Something Old, Something New, Something Borrowed, Something Blue
My Something Old today is Margery Allingham's Albert Campion series.
It's amazing I got to the age of 52 without knowing about Margery Allingham.
I've always loved a good mystery. I was fortunate enough to be the right age to watch the PBS series Mystery! in the eighties, and, of course, I was fond of Sherlock Holmes from my adolescence on (Jeremy Brett's portrayal of Holmes remains one of my favorites). When I got to college, I discovered Rex Stout's Nero Wolfe novels, via my best friend at the time, and film noir, via my literary theory class which happened to be taught by a feminist film critic. The Big Sleep remains one of my favorite movies, despite the fact that not all the plot lines are resolved (I think one murder actually remains unsolved by the end of the movie).
My relationship with detective fiction changed when I got to grad school. I was stressed out, and needed an outlet. I didn't have a television, and had been used to going to books to relieve my anxiety in any case (a habit I brought from childhood). However, since I was going for an English PhD, most books no longer alleviated stress. It's more like they brought it on. Nothing that I might work on professionally provided an escape (which, unfortunately, had the long-term effect of vastly decreasing the number of novels I read. I probably would read more novels now had I not become an English PhD).
So, while I was in grad school, I took refuge in little-regarded genres that I would be unlikely to work on: science fiction, fantasy, and, above all, detective fiction. I was obsessed for some time with Travis McGee, because I was missing Florida terribly, and I have (I think) all John D. MacDonald's McGee books.
That's what makes it remarkable that I never heard of Margery Allingham until this year. Props to my mother for turning me on to her.
Allingham is one of the three queens of golden age detective fiction (the others being Agatha Christie and Dorothy Sayers). While I don't think she's as good as Sayers, I'm extremely partial to Sayers and think that The Nine Tailors is one of the best books I've read, so it's not exactly an insult to Ms. Allingham to say so. Her detective is Albert Campion, apparently once believed to be a parody of Peter Wimsey (Sayers' detective). He is not, but he does have similar habits of speech--persiflage, really--except sillier than Sayers' detective.
Campion is a minor character in the book The Crime at Black Dudley, published in 1929. Like Sellers' Inspector Clouseau, he began as a minor character that was so engaging and popular that he became the hero of the tale. My favorite so far is Look to the Lady. I do recommend these books for all those who, like me, turn to detective fiction, and mystery fiction generally, for anxiety relief.
For once I have something really fine for my Something New. This was done by musicians from my hometown, most still living here, some having transplanted far away. I think it's beautiful and it made me cry. I am hereby giving warning that it may make others cry as well. It's a song one of our local artists wrote about covid19. It is neither horrific and grim nor saccharine, so it's batting 1,000 for me (I generally don't like songs written in response to things like this--the songs written in response to 9/11 were mostly pretty awful). However, everybody I know who's watched it has cried, so consider yourselves warned!

## QUESTIONS ON THE MATERIAL
A. Rewrite the blog post between "My relationship with" and "an English PhD).", inclusive, replacing "stressed out" with "overwhelmed".
B. Which authors of detective fiction does the blog post name?

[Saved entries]
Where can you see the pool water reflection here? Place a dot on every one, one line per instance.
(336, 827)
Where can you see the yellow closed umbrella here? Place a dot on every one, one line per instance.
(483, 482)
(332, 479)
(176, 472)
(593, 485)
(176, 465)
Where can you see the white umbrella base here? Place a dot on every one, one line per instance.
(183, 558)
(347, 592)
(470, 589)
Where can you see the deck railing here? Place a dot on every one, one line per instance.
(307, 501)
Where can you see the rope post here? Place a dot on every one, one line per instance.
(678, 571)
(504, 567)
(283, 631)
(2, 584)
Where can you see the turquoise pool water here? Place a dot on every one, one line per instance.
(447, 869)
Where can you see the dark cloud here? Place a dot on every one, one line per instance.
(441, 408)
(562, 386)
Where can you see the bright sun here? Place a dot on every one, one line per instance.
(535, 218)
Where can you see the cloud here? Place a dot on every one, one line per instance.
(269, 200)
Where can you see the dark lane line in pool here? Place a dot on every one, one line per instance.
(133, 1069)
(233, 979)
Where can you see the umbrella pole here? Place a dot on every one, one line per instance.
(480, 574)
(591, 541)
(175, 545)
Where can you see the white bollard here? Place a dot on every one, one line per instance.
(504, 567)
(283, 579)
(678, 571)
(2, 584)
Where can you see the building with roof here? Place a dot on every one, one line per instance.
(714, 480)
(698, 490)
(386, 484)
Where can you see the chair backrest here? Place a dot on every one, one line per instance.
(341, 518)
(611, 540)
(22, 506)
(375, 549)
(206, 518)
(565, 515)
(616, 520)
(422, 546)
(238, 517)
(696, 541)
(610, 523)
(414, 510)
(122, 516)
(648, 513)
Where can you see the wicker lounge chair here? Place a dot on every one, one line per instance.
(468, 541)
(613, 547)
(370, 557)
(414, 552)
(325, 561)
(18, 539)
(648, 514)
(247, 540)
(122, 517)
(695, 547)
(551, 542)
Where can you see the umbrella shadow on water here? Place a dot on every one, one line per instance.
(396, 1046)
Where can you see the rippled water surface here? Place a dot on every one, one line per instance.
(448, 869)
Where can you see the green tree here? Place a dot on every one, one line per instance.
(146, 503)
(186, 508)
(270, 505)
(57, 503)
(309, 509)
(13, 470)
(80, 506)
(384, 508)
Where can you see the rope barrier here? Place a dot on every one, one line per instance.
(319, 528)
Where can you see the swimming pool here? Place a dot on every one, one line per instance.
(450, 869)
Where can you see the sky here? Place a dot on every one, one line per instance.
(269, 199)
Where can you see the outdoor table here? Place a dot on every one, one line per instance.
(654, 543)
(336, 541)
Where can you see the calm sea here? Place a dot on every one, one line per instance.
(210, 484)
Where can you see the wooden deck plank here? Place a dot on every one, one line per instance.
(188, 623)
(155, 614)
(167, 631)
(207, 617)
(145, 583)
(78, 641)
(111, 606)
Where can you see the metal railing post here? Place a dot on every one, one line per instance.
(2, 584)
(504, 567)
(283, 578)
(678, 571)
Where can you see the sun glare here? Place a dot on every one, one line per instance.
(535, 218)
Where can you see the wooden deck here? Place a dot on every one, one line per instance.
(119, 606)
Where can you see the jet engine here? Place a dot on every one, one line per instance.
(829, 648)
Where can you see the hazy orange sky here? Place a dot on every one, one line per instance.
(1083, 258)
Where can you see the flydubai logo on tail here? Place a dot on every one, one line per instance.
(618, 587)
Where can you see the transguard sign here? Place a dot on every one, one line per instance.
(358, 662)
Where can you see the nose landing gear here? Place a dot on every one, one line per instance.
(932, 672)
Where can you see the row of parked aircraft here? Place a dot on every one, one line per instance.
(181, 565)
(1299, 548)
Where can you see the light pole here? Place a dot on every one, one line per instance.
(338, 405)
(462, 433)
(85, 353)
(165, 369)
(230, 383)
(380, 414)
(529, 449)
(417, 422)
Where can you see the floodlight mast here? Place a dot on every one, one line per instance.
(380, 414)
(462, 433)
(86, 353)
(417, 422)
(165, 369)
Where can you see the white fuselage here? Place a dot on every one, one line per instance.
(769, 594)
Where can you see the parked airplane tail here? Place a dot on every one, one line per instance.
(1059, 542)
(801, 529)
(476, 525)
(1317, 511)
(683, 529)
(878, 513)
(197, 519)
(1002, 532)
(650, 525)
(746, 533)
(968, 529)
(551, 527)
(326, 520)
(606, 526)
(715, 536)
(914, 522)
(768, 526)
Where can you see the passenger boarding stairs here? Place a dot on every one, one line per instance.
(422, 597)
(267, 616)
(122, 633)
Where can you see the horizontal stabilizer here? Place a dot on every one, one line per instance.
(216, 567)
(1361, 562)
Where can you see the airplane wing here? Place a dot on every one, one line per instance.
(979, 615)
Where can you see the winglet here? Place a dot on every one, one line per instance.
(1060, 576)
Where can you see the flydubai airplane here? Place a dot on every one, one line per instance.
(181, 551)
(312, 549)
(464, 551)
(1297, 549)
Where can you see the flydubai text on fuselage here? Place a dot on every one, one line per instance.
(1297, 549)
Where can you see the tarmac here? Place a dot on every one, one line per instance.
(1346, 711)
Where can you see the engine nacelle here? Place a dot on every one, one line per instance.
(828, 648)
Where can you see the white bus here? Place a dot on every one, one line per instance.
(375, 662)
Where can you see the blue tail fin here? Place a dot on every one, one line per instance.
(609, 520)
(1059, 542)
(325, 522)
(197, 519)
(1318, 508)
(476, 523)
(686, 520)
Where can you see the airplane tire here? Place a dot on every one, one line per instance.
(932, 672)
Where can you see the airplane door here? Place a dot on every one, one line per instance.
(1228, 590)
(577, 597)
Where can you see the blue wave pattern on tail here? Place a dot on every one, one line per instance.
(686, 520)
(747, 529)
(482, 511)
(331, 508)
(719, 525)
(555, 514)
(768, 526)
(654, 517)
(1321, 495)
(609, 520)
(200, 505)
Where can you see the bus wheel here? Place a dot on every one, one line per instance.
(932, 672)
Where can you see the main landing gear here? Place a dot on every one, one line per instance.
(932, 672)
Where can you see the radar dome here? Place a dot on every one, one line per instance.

## EXERCISE RESPONSES
A.
My relationship with detective fiction changed when I got to grad school. I was overwhelmed, and needed an outlet. I didn't have a television, and had been used to going to books to relieve my anxiety in any case (a habit I brought from childhood). However, since I was going for an English PhD, most books no longer alleviated stress. It's more like they brought it on. Nothing that I might work on professionally provided an escape (which, unfortunately, had the long-term effect of vastly decreasing the number of novels I read. I probably would read more novels now had I not become an English PhD).

B.
Margery Allingham
Rex Stout
John D. MacDonald
Agatha Christie
Dorothy Sayers